* Required work
Among the records below, find the line that has "Query: woman's lips"; from there, give the lines again exactly, and stop after the line that has "Query: woman's shoulder".

*** Information ***

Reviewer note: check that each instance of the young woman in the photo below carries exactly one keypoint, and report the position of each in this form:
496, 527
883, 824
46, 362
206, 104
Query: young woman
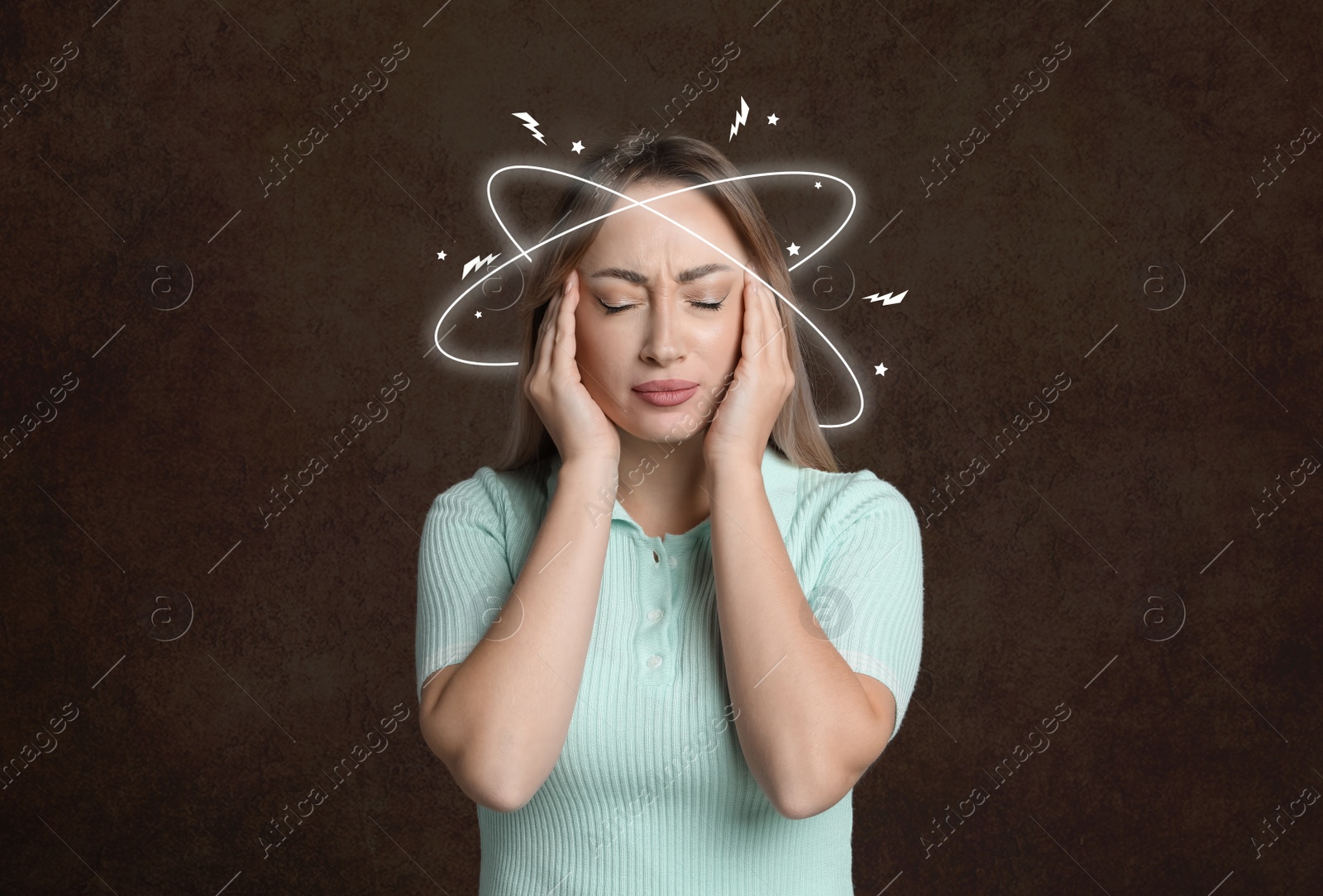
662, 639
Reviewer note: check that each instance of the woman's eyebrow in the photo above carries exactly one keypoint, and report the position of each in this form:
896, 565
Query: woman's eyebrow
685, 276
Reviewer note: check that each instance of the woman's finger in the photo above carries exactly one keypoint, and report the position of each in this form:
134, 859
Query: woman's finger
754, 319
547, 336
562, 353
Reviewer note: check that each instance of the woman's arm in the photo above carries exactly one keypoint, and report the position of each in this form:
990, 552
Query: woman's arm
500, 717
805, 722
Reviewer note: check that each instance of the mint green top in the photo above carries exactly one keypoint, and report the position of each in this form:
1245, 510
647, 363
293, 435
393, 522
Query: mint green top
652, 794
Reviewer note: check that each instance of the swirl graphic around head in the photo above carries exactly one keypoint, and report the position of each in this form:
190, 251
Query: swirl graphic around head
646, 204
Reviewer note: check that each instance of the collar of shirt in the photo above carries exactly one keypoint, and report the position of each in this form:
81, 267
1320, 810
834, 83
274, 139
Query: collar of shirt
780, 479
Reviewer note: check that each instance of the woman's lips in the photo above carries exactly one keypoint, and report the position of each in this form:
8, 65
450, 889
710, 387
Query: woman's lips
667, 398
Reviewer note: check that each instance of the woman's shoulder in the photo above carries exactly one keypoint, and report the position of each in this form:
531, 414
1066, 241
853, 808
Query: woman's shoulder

*** End of Information ***
*** Information ***

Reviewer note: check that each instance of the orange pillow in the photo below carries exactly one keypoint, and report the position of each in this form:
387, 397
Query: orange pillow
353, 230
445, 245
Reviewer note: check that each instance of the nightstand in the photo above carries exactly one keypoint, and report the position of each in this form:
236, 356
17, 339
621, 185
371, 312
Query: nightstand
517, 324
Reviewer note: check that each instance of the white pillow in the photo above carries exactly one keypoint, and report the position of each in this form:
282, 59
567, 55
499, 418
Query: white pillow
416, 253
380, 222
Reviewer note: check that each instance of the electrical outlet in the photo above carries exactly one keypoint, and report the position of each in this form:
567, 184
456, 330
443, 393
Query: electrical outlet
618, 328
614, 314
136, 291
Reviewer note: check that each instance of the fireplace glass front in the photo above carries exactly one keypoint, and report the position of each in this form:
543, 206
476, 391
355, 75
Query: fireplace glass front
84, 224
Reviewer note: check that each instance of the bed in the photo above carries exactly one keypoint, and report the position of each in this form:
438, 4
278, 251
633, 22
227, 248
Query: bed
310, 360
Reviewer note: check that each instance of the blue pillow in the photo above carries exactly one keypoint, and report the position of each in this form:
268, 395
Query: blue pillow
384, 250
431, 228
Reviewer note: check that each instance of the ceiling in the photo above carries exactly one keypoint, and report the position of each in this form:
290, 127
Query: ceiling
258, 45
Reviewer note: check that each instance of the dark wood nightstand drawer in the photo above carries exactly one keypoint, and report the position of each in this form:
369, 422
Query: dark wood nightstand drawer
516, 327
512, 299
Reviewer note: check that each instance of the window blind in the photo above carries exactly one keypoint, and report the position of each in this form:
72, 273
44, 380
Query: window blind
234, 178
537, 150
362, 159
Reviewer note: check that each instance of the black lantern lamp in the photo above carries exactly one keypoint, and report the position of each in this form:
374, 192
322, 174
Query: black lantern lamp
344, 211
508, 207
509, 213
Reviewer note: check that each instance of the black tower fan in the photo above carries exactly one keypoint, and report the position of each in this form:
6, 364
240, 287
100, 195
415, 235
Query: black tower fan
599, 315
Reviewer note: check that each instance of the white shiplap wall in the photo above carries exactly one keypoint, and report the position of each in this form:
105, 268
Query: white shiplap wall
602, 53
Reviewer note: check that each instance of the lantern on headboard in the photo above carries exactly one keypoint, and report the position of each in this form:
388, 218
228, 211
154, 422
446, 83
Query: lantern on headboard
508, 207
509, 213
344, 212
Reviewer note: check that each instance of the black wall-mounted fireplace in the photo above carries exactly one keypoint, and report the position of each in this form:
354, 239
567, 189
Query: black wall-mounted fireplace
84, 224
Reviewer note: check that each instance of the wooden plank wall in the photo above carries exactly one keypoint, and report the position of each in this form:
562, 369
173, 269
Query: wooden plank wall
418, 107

*** End of Information ***

* Final answer
Query: woman's lips
667, 398
Reviewer note: check that each instance of the woman's shoulder in the photo above carries exactly one keypoint, and report the position of each in this form:
531, 414
1066, 241
853, 808
Query: woman's shoulder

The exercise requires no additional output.